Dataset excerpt
* start *
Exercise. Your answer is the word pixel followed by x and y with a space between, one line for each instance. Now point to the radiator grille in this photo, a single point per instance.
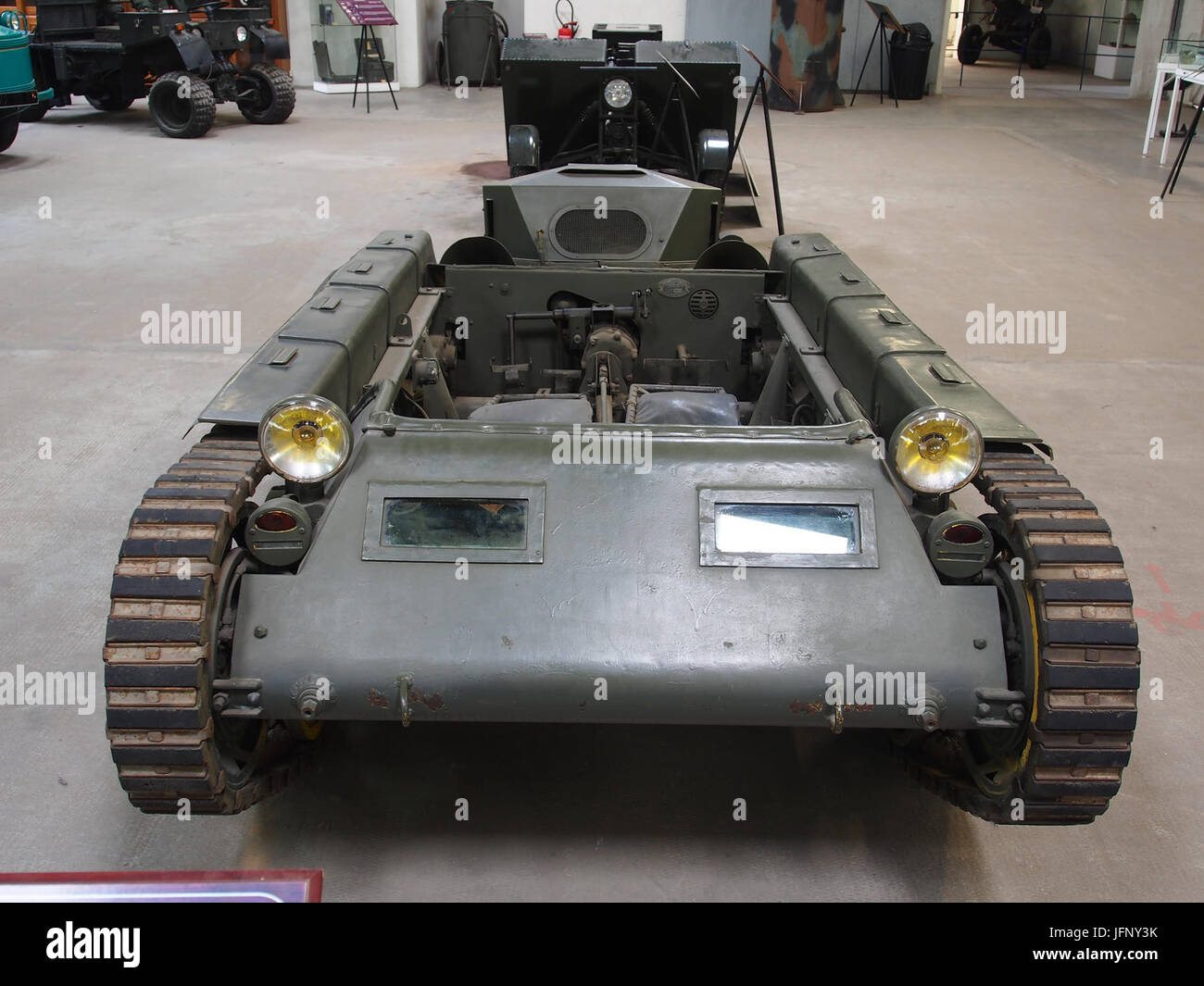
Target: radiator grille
pixel 621 233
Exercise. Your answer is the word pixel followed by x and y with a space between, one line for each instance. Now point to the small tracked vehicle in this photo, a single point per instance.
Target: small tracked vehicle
pixel 598 465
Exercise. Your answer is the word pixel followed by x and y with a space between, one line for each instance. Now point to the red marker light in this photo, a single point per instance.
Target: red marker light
pixel 276 520
pixel 962 533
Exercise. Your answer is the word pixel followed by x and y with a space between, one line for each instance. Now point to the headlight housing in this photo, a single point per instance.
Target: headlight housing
pixel 935 450
pixel 305 438
pixel 617 93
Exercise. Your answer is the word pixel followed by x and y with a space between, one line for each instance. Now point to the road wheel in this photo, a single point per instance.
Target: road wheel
pixel 1040 46
pixel 34 113
pixel 181 106
pixel 269 96
pixel 1072 652
pixel 970 44
pixel 168 646
pixel 8 131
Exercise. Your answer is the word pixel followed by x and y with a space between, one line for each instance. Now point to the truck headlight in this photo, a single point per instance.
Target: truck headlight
pixel 935 450
pixel 305 438
pixel 617 93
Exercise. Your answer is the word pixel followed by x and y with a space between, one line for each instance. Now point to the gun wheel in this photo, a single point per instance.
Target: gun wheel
pixel 1071 645
pixel 181 105
pixel 266 94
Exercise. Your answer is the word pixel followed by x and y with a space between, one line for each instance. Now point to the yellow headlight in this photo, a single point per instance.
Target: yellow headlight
pixel 305 438
pixel 937 450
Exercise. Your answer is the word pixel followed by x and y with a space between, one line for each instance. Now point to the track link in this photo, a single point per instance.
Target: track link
pixel 157 646
pixel 1080 732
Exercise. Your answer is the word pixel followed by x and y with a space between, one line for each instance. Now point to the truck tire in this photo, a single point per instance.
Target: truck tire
pixel 34 113
pixel 8 127
pixel 970 44
pixel 272 96
pixel 181 116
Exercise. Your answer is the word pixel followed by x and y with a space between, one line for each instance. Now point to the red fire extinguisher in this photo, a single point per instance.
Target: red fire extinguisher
pixel 567 28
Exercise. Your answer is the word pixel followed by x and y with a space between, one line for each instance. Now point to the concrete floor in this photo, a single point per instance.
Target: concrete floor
pixel 1035 204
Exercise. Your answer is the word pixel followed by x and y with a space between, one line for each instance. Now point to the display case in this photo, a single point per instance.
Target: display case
pixel 1184 51
pixel 336 46
pixel 1118 39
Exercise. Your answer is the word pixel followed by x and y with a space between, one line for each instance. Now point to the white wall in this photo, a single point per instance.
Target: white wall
pixel 300 43
pixel 746 22
pixel 540 16
pixel 859 31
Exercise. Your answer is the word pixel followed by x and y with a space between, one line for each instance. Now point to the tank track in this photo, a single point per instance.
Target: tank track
pixel 157 646
pixel 1080 730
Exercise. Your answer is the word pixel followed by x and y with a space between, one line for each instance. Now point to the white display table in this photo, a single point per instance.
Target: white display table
pixel 1191 75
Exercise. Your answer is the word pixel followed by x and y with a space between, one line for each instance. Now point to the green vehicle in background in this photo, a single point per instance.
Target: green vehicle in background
pixel 19 92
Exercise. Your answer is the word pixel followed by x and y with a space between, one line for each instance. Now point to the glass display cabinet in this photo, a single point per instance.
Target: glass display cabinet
pixel 336 47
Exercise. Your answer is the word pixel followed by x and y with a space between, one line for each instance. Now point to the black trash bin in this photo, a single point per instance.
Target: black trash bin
pixel 470 46
pixel 909 61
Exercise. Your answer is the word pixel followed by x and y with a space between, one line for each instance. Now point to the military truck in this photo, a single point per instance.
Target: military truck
pixel 622 96
pixel 183 67
pixel 19 92
pixel 598 465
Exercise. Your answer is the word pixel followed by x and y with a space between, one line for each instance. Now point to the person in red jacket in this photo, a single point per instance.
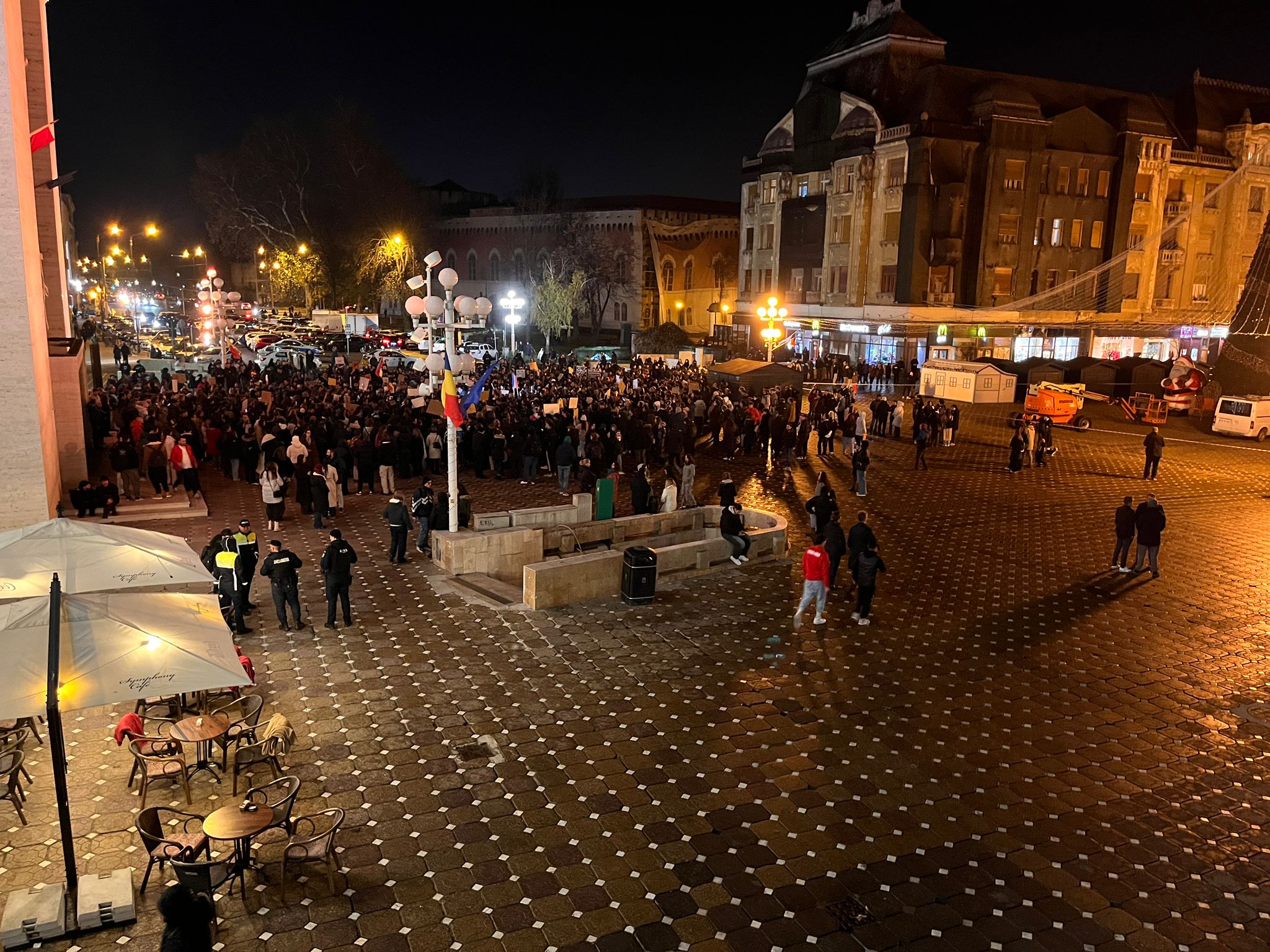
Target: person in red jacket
pixel 815 580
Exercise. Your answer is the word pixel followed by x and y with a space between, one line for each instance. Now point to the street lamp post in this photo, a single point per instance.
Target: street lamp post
pixel 770 314
pixel 512 302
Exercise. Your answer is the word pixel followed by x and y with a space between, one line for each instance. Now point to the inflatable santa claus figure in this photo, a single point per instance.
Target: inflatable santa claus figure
pixel 1183 385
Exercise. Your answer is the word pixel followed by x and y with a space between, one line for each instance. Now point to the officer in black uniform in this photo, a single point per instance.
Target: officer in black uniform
pixel 280 569
pixel 249 551
pixel 337 566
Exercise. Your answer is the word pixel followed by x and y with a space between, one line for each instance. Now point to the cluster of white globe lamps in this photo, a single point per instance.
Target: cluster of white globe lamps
pixel 466 307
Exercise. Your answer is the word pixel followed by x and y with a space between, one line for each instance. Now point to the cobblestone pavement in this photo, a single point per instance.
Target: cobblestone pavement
pixel 1024 752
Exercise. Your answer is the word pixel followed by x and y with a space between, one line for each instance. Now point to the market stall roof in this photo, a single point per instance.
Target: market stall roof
pixel 755 375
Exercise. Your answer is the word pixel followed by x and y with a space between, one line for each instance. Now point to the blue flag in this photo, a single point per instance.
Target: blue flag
pixel 473 397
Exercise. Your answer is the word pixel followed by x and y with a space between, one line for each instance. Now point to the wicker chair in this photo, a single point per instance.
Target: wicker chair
pixel 16 739
pixel 162 759
pixel 168 840
pixel 315 844
pixel 280 796
pixel 11 769
pixel 244 716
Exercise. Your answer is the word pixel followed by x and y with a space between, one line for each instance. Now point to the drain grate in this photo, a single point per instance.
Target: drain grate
pixel 475 751
pixel 849 914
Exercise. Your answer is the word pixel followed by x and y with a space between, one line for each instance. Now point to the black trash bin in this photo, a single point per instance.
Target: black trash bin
pixel 639 575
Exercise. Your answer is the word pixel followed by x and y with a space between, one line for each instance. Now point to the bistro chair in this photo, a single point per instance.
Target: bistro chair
pixel 207 876
pixel 313 840
pixel 280 796
pixel 162 759
pixel 16 739
pixel 11 769
pixel 167 835
pixel 269 746
pixel 244 716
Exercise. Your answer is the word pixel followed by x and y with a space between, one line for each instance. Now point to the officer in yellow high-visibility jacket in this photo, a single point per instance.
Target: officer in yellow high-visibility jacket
pixel 230 588
pixel 249 553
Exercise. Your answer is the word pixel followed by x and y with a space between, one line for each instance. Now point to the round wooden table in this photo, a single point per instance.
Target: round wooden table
pixel 230 823
pixel 201 730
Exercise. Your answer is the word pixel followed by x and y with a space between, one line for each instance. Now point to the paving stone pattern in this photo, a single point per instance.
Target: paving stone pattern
pixel 1024 752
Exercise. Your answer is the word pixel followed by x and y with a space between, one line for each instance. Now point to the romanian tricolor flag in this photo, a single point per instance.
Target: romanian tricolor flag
pixel 450 397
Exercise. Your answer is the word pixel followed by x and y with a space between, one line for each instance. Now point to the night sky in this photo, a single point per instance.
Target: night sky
pixel 644 99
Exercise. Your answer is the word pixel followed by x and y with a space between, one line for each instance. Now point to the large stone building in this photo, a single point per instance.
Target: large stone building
pixel 666 258
pixel 906 207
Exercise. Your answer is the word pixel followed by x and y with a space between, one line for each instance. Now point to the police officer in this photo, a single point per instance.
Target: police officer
pixel 247 546
pixel 229 586
pixel 280 569
pixel 337 566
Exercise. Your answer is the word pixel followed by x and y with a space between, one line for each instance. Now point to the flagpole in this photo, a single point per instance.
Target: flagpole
pixel 58 741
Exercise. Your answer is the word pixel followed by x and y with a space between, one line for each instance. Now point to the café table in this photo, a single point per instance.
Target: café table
pixel 201 731
pixel 238 826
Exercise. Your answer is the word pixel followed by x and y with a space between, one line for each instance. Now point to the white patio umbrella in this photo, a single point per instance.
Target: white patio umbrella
pixel 115 648
pixel 95 558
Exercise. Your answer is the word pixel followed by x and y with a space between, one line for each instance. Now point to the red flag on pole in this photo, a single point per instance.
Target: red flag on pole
pixel 42 138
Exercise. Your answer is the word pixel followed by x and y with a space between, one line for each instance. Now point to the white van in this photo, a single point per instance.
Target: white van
pixel 1244 416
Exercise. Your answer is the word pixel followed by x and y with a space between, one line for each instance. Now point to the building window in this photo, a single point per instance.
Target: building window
pixel 840 229
pixel 1008 229
pixel 894 173
pixel 890 227
pixel 1067 348
pixel 1002 282
pixel 1015 172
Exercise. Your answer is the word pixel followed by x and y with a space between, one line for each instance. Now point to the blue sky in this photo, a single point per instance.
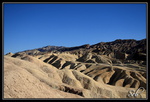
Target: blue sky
pixel 29 26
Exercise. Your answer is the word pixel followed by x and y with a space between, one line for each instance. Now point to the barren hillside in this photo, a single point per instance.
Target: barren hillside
pixel 103 70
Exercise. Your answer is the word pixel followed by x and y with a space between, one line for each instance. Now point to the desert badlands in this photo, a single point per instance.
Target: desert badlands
pixel 105 70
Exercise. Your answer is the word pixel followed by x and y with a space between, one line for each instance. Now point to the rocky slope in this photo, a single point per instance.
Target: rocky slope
pixel 103 70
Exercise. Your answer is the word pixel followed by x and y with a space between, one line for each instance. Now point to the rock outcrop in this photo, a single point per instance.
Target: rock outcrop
pixel 103 70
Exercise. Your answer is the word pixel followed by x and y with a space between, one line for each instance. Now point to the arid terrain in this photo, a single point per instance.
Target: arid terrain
pixel 103 70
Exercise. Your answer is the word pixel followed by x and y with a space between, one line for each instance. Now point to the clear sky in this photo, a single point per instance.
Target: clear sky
pixel 29 26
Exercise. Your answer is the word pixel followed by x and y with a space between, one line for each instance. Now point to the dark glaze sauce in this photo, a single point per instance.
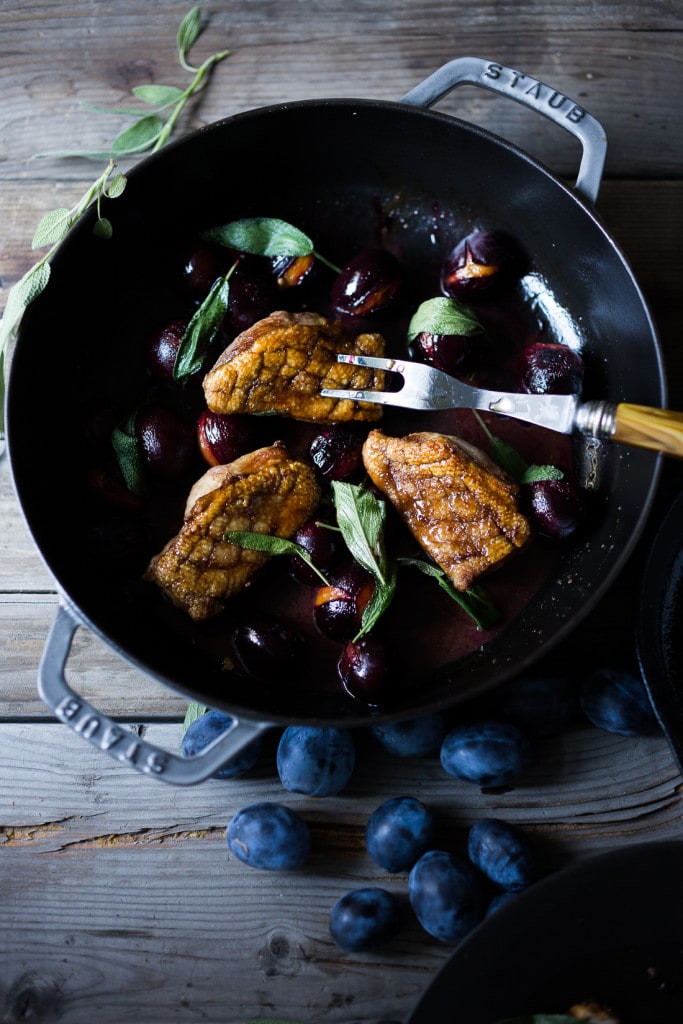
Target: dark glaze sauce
pixel 423 628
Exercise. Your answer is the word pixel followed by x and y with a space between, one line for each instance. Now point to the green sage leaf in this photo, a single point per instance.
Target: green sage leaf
* end *
What needs to be done:
Edit the records from the line with "to the romanian" up to and including the line with "pixel 450 397" so that "tricolor flag" becomes "three-colored flag", and give back only those lines with everything else unchanged.

Task response:
Exercise. Your answer is the word pixel followed by x and y with a space between, one line for each instance. Now point to the romanian three-colored flag in this photo, a single point per instance.
Target: romanian three-colored flag
pixel 450 397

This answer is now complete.